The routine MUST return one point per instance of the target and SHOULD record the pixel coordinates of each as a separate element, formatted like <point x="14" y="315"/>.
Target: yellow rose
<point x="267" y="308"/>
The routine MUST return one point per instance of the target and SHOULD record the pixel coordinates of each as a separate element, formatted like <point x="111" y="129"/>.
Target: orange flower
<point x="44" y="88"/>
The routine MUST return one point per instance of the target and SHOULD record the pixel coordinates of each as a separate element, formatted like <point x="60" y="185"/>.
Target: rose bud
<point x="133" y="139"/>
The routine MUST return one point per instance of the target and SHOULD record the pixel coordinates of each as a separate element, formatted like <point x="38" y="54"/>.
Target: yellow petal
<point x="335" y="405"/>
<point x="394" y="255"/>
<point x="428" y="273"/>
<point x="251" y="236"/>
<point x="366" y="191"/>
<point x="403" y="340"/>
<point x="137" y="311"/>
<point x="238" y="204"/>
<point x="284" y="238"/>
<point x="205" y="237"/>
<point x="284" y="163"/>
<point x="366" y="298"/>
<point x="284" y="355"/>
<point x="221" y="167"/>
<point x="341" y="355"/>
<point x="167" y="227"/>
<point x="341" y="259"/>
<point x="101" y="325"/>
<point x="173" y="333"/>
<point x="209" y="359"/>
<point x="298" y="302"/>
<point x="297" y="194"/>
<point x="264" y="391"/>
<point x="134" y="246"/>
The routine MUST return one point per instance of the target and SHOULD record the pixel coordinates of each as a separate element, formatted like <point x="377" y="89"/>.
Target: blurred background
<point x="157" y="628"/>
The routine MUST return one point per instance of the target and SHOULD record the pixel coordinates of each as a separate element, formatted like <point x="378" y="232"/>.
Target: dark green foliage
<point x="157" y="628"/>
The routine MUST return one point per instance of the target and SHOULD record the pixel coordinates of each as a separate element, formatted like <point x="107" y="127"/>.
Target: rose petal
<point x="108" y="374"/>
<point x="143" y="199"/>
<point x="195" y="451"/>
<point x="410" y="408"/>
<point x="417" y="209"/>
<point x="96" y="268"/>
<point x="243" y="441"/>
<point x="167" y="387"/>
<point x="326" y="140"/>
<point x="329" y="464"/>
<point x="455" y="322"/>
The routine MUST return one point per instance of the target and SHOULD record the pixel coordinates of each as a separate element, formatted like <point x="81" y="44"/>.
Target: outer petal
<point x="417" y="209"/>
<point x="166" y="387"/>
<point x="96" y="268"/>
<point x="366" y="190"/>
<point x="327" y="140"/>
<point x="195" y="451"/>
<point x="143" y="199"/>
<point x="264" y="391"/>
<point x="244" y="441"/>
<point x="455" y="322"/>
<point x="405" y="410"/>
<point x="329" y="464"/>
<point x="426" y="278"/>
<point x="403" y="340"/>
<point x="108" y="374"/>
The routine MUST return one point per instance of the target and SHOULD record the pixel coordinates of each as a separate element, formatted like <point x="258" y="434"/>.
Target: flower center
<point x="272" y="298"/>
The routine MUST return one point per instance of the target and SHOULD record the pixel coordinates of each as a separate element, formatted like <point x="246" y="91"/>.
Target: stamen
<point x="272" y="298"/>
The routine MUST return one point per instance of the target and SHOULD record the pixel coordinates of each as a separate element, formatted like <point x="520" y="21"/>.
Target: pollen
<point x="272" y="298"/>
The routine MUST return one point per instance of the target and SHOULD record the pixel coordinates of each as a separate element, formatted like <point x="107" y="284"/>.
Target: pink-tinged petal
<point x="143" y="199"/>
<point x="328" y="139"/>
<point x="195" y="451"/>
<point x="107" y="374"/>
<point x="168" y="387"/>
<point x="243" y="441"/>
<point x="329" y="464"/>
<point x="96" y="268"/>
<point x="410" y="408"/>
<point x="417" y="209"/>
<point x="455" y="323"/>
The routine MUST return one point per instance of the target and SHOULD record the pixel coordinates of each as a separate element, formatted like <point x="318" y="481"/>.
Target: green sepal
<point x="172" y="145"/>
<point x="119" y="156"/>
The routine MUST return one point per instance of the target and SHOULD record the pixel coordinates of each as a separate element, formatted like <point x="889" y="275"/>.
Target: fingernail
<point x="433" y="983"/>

Your goal: In full and exactly as written, reproduce the records above.

Written solution:
The routine MUST return one point per instance of the target and SHOULD record the pixel coordinates of each as a separate element, formatted like <point x="14" y="315"/>.
Target: yellow rose
<point x="267" y="308"/>
The routine MUST return one point per instance of the target and SHOULD record the pixel coordinates of each as a separate element, formatted like <point x="111" y="129"/>.
Target: orange flower
<point x="44" y="88"/>
The routine MUST return one point per instance of the target and SHOULD record the pixel coordinates of each as a separate element, formatted like <point x="60" y="185"/>.
Target: rose bud
<point x="133" y="139"/>
The routine MUST return one point per instance of the target and SHOULD record the pixel coordinates of each as a separate element, formatted like <point x="38" y="54"/>.
Target: yellow petal
<point x="335" y="405"/>
<point x="394" y="255"/>
<point x="428" y="273"/>
<point x="251" y="236"/>
<point x="366" y="191"/>
<point x="403" y="340"/>
<point x="137" y="311"/>
<point x="238" y="204"/>
<point x="284" y="238"/>
<point x="205" y="237"/>
<point x="284" y="163"/>
<point x="366" y="298"/>
<point x="284" y="355"/>
<point x="221" y="167"/>
<point x="341" y="355"/>
<point x="167" y="227"/>
<point x="341" y="259"/>
<point x="101" y="325"/>
<point x="173" y="333"/>
<point x="209" y="359"/>
<point x="298" y="302"/>
<point x="297" y="194"/>
<point x="264" y="391"/>
<point x="134" y="246"/>
The routine MUST return one point per instance of the target and SHOULD record the pixel coordinates of each as a separate element, formatted like <point x="377" y="89"/>.
Target: blurred background
<point x="157" y="628"/>
The routine MUST return one point per instance of the target and SHOULD record the pixel coordinates of each as a separate element, formatted like <point x="378" y="232"/>.
Target: dark green foliage
<point x="157" y="628"/>
The routine MUST return one point per instance of the target and SHOULD record the pixel coordinates of each as a separate element, formatted like <point x="107" y="127"/>.
Target: rose petal
<point x="108" y="374"/>
<point x="143" y="199"/>
<point x="195" y="451"/>
<point x="410" y="408"/>
<point x="417" y="209"/>
<point x="96" y="268"/>
<point x="243" y="441"/>
<point x="167" y="387"/>
<point x="326" y="140"/>
<point x="329" y="464"/>
<point x="455" y="322"/>
The routine MUST return one point per instance of the target and SHOULD record the pixel coordinates of each as a separate element, formatted like <point x="81" y="44"/>.
Target: outer petal
<point x="417" y="209"/>
<point x="166" y="387"/>
<point x="96" y="268"/>
<point x="366" y="190"/>
<point x="327" y="140"/>
<point x="195" y="451"/>
<point x="143" y="199"/>
<point x="264" y="391"/>
<point x="244" y="441"/>
<point x="455" y="322"/>
<point x="405" y="410"/>
<point x="329" y="464"/>
<point x="426" y="278"/>
<point x="403" y="340"/>
<point x="108" y="374"/>
The routine MUST return one point per instance of the target and SHOULD record the pixel coordinates of each as a separate element, formatted like <point x="258" y="434"/>.
Target: flower center
<point x="272" y="298"/>
The routine MUST return one point per instance of the target and SHOULD record the pixel coordinates of each as a separate element, formatted like <point x="246" y="91"/>.
Target: stamen
<point x="272" y="298"/>
The routine MUST return one point per instance of the target and SHOULD record the pixel coordinates of each as a separate element, formatted like <point x="520" y="21"/>.
Target: pollen
<point x="272" y="298"/>
The routine MUST return one point per instance of the target and SHOULD record the pixel coordinates of each as a separate element, formatted like <point x="107" y="284"/>.
Target: pink-tinged petal
<point x="143" y="199"/>
<point x="328" y="139"/>
<point x="195" y="451"/>
<point x="107" y="374"/>
<point x="168" y="387"/>
<point x="243" y="441"/>
<point x="329" y="464"/>
<point x="96" y="268"/>
<point x="410" y="408"/>
<point x="417" y="209"/>
<point x="455" y="323"/>
The routine MUST return one point per instance of the target and SHOULD record the pixel coordinates of each as a separate element, formatted like <point x="318" y="481"/>.
Target: green sepal
<point x="172" y="145"/>
<point x="119" y="156"/>
The routine MUST return one point per instance of the target and SHOULD record the pixel coordinates of each as a separate element, formatted like <point x="889" y="275"/>.
Target: fingernail
<point x="433" y="983"/>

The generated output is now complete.